§ **Exercise details**:
Repeat all of the data below word for word, keeping no images.

§ **Records drawn from a dataset**:

- - -

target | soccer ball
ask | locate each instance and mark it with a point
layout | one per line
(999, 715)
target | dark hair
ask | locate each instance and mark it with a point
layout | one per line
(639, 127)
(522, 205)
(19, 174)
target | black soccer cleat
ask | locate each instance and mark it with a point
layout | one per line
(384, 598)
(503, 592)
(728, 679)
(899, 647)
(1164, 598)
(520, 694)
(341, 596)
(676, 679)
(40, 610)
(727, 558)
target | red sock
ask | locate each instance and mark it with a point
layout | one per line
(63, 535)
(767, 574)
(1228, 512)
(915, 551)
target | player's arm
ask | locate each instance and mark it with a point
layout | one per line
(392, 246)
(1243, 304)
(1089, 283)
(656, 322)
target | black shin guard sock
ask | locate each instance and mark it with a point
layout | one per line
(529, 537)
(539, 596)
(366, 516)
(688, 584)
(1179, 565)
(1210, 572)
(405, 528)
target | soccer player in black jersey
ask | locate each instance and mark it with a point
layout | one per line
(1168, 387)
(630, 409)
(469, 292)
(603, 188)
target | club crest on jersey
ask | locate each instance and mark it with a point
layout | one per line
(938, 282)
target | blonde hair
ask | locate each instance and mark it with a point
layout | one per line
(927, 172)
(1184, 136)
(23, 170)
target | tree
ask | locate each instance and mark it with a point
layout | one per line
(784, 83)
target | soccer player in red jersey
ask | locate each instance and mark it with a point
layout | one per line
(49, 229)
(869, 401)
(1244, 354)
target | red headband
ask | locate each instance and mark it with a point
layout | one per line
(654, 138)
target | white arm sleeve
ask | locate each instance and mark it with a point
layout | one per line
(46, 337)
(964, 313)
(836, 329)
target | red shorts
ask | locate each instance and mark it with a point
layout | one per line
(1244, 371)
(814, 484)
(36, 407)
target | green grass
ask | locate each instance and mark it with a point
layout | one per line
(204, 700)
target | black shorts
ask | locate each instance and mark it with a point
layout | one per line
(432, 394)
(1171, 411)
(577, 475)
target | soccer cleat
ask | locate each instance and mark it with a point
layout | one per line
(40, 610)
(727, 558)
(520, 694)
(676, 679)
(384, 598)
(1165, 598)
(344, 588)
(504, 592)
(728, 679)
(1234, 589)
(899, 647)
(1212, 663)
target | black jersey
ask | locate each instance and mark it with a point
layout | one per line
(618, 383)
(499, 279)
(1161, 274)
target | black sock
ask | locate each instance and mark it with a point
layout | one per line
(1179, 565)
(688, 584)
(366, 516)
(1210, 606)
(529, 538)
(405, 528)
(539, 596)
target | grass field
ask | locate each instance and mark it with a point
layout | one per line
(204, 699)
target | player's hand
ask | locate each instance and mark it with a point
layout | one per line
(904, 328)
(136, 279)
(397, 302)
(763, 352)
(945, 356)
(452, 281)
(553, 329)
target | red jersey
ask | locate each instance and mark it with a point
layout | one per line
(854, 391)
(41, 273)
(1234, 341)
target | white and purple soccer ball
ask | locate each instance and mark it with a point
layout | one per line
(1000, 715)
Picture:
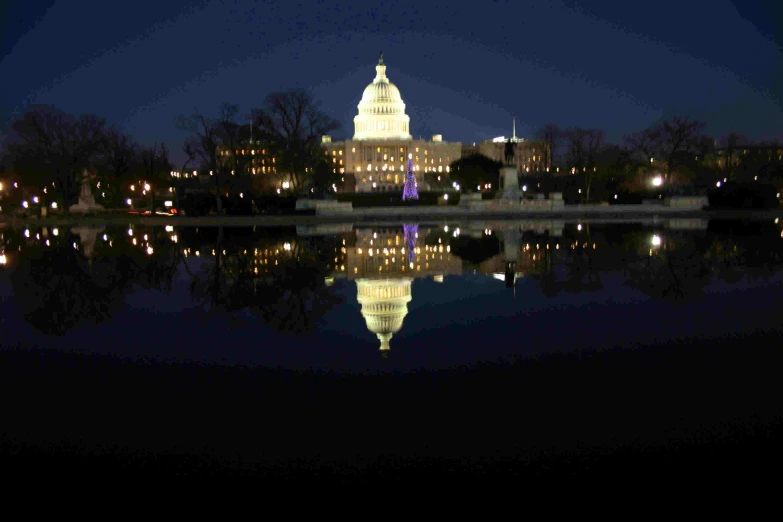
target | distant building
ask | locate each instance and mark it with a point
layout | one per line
(529, 155)
(376, 158)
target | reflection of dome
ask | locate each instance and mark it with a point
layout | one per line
(384, 305)
(381, 111)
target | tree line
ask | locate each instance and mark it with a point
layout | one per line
(50, 148)
(677, 150)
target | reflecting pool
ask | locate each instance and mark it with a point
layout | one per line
(361, 298)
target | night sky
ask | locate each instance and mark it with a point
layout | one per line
(464, 69)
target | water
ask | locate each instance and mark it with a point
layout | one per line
(437, 296)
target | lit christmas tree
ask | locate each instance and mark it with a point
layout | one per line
(409, 189)
(411, 233)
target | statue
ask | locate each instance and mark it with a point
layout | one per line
(86, 201)
(510, 145)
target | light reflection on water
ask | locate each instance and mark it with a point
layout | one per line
(386, 297)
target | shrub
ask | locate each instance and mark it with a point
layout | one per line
(743, 195)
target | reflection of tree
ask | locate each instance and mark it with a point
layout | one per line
(56, 290)
(288, 292)
(475, 250)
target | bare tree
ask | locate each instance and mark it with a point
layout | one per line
(157, 168)
(50, 146)
(662, 142)
(204, 141)
(551, 135)
(292, 125)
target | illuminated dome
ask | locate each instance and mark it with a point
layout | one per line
(381, 110)
(384, 305)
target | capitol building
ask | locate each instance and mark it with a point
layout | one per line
(376, 159)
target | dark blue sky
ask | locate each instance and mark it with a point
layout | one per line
(464, 69)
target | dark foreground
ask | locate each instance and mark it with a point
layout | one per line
(695, 411)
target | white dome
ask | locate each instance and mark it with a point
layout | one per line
(381, 111)
(384, 305)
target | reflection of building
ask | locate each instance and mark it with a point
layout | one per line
(383, 253)
(529, 155)
(384, 265)
(384, 305)
(376, 158)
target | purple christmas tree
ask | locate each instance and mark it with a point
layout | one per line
(411, 233)
(409, 189)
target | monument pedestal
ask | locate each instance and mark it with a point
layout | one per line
(86, 201)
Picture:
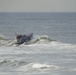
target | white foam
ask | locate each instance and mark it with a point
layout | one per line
(44, 66)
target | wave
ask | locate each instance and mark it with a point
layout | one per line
(39, 39)
(12, 63)
(38, 66)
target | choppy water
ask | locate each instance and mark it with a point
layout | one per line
(52, 51)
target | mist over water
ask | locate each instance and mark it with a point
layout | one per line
(51, 51)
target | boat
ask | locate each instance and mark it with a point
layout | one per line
(20, 39)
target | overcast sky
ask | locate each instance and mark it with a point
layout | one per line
(37, 5)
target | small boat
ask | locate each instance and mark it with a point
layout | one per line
(23, 38)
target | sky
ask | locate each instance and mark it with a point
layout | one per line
(37, 5)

- - -

§ **Task response**:
target | soccer ball
ask | locate each instance and mark it with a point
layout | one per line
(999, 715)
target | dark hair
ask | locate each instance and mark it with a point
layout | one per line
(639, 127)
(522, 205)
(19, 174)
target | black soccer cleat
ask | locate each instance and mark it with a point
layout | one per line
(384, 598)
(503, 592)
(728, 679)
(899, 647)
(1164, 598)
(520, 694)
(341, 596)
(676, 679)
(40, 610)
(727, 558)
target | red sock
ask | locate each instance and mark it with a point
layout | one per line
(63, 535)
(767, 574)
(1228, 512)
(915, 551)
target | player's arm
ask | locate each instance and mark it with a point
layout | one per line
(392, 246)
(1243, 304)
(1089, 283)
(656, 322)
target | black shin guard sock
ask | locate each instance and mark it with a point
layout | one per line
(529, 537)
(539, 596)
(366, 516)
(688, 584)
(1179, 565)
(1210, 572)
(405, 528)
target | soccer player in black jersey
ask | locate each instance and mark it with a point
layout | one per line
(1168, 387)
(630, 409)
(469, 292)
(603, 188)
target | club crest on jersey
ask | locate each instance and mark it with a point
layout | one per line
(938, 282)
target | blonde hair
ask | locate each instance and mark it with a point
layout | one per line
(927, 172)
(1184, 136)
(23, 170)
target | tree
ask | locate each instance and mark it with a point
layout | one per line
(784, 83)
target | soccer player in red jersey
ask | locate each instance and mark it with a point
layout | one per line
(49, 229)
(869, 401)
(1244, 354)
target | red headband
ask | locate each instance and mark it with a point
layout | one per line
(654, 138)
target | white arm sleeve
ask | locate each instance and mark it with a point
layout | one per line
(46, 337)
(964, 313)
(836, 329)
target | red shorts
ask | locate each instance and mark it with a point
layout | one per line
(1244, 371)
(814, 484)
(36, 407)
target | green grass
ask | locate each instance and mark it with a point
layout | one per line
(204, 700)
target | black shorts
ask | locate each instance and mark it with a point
layout | one per line
(432, 394)
(1171, 411)
(577, 475)
target | soccer cleat
ask | locate each instance and mark it with a point
layout | one per line
(40, 610)
(727, 558)
(520, 694)
(676, 679)
(384, 598)
(1165, 598)
(344, 588)
(504, 592)
(728, 679)
(1234, 589)
(899, 647)
(1212, 663)
target | black jersey
ask | locate each instance and mark it with a point
layout | one per line
(618, 383)
(499, 279)
(1161, 274)
target | black sock
ask | locate each instance and mark it with a point
layout | one per line
(1179, 565)
(688, 584)
(366, 516)
(1210, 606)
(529, 538)
(405, 528)
(539, 596)
target | grass field
ask | locate each instance and mark it with a point
layout | one per line
(204, 699)
target | player's hand
ask | locate each instance and mark it with a point
layout | one per line
(904, 328)
(136, 279)
(397, 302)
(763, 352)
(945, 356)
(452, 281)
(553, 329)
target | red jersey
ask | locate each instance and mark it with a point
layout | one per line
(854, 391)
(41, 273)
(1234, 341)
target | white and purple soccer ball
ask | locate each instance and mark it with a point
layout | one per line
(1000, 715)
Picture:
target | distant building
ask | locate each instance and mark it with a point
layout | one per line
(529, 155)
(376, 158)
target | reflection of dome
ask | locate each instance and mark it with a point
layout | one per line
(384, 305)
(381, 111)
target | tree line
ask | locate each instance and mark it with a point
layout | one per line
(50, 148)
(677, 150)
target | reflecting pool
ask | locate each instance and mark it with a point
layout | one per line
(361, 298)
target | night sky
ask | locate each instance and mark it with a point
layout | one per line
(464, 69)
target | water
ask | locate each instance and mark it with a point
layout | one per line
(437, 296)
target | lit christmas tree
ask | locate each instance and mark it with a point
layout | one per line
(409, 189)
(411, 233)
target | statue
ask | locate each instance and mark it with a point
layout | one per line
(86, 201)
(510, 145)
target | light reflection on water
ask | locate each instance and mark it with a point
layout | one per line
(386, 297)
target | shrub
ask | locate each instance and mark it with a point
layout | one per line
(743, 195)
target | reflection of tree
ask | locate each instance and mark it with a point
layout | one per line
(56, 290)
(288, 292)
(475, 250)
target | bare tree
ask | locate each instance and mark it with a point
layout | one per line
(157, 168)
(50, 146)
(662, 142)
(204, 141)
(551, 135)
(292, 125)
target | illuminated dome
ask | locate each instance and mark it with a point
layout | one per line
(381, 110)
(384, 305)
target | capitol building
ask | locate each instance and mark it with a point
layout | one per line
(376, 159)
target | dark blue sky
ask | locate each instance and mark it with a point
layout | one per line
(464, 69)
target | dark foreground
ask | locate each instance and mark it with a point
layout | one per line
(695, 411)
target | white dome
ask | locate each instance and mark it with a point
layout | one per line
(381, 111)
(384, 305)
target | reflection of building
ask | locate each instance and mark it with a point
layout | one per line
(383, 253)
(529, 155)
(384, 265)
(384, 305)
(376, 158)
target | purple christmas tree
ask | locate each instance and mark it with a point
layout | one per line
(411, 233)
(409, 189)
target | monument pedestal
ask | locate each instance and mark it with a point
layout | one per line
(86, 201)
Picture:
target | white foam
ask | locate each instance and mark it with a point
layout | one per line
(44, 66)
target | wave
ask | locate each instance and mark it with a point
layout | one per line
(39, 39)
(12, 63)
(38, 66)
target | choppy water
ask | locate each instance and mark it with a point
layout | one per line
(52, 51)
target | mist over water
ask | locate each instance and mark it with a point
layout | one per line
(51, 51)
target | boat
ask | locate each instance and mark it with a point
layout | one per line
(20, 39)
target | overcast sky
ask | locate each instance and mark it with a point
layout | one per line
(37, 5)
target | small boat
ask | locate each instance and mark it with a point
layout | one per line
(23, 38)
target | sky
ask | locate each instance and mark it with a point
layout | one per line
(37, 5)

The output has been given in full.